Return the entries below precisely, omitting nothing.

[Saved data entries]
>>>>

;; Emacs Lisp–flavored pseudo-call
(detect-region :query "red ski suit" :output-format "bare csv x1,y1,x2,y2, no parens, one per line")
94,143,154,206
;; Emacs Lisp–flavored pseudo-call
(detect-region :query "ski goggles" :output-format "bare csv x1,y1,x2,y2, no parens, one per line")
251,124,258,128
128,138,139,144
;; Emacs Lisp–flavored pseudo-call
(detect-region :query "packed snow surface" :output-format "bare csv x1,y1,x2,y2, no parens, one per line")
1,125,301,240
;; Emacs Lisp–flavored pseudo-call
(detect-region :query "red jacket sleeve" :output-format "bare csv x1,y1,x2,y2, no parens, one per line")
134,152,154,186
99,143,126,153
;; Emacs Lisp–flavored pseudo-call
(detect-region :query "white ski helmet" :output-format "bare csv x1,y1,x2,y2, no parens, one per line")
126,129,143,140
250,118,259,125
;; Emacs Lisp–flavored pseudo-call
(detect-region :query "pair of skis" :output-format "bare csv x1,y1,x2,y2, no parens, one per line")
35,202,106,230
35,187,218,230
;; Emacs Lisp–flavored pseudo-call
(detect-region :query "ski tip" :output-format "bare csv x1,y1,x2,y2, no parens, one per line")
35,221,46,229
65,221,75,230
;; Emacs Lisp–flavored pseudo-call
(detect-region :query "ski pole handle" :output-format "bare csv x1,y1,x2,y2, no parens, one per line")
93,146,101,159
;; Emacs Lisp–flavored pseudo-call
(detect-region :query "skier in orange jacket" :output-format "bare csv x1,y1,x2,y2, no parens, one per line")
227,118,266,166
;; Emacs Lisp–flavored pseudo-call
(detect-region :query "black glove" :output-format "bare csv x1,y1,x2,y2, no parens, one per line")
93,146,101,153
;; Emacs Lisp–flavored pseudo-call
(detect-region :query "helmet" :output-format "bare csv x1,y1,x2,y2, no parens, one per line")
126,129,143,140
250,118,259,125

<<<<

• **Problem solution**:
;; Emacs Lisp–flavored pseudo-call
(detect-region :query "red ski suit" :output-format "bare csv x1,y1,x2,y2, no parens, one per line")
94,143,154,206
;; Emacs Lisp–flavored pseudo-call
(detect-region :query "ski goggles" :output-format "bare csv x1,y1,x2,y2, no parens, one per line")
251,124,258,128
128,138,139,144
;; Emacs Lisp–flavored pseudo-call
(detect-region :query "packed snow surface" :output-format "bare csv x1,y1,x2,y2, no parens, one per line")
1,125,301,240
;; Emacs Lisp–flavored pseudo-call
(detect-region :query "red jacket sleeve" :output-format "bare csv x1,y1,x2,y2, no parens, one per line")
134,152,154,186
99,143,126,153
;; Emacs Lisp–flavored pseudo-call
(detect-region :query "white ski helmet" :output-format "bare csv x1,y1,x2,y2, no parens, one per line")
126,129,143,140
250,118,259,125
;; Emacs Lisp–flavored pseudo-call
(detect-region :query "pair of skis" :output-format "bare csv x1,y1,x2,y2, no parens, one per line")
35,202,106,230
35,187,218,230
;; Emacs Lisp–flavored pseudo-call
(detect-region :query "ski tip" :output-format "bare csv x1,y1,x2,y2, no parens, one per line")
35,221,46,229
65,221,75,230
;; Emacs Lisp–flavored pseudo-call
(detect-region :query "ski pole handle" :output-format "bare csv x1,y1,x2,y2, no parens, one per line")
93,146,101,159
;; Emacs Lisp–flavored pseudo-call
(detect-region :query "skier in orange jacket" :output-format "bare csv x1,y1,x2,y2, no parens, one per line")
227,118,266,166
;; Emacs Lisp–flavored pseudo-call
(detect-region :query "black glove" :output-format "bare csv x1,y1,x2,y2, no parens, one per line")
93,146,101,153
;; Emacs Lisp–flavored pseudo-call
(detect-region :query "helmet" :output-format "bare csv x1,y1,x2,y2, no parens, one per line")
126,129,143,140
250,118,259,125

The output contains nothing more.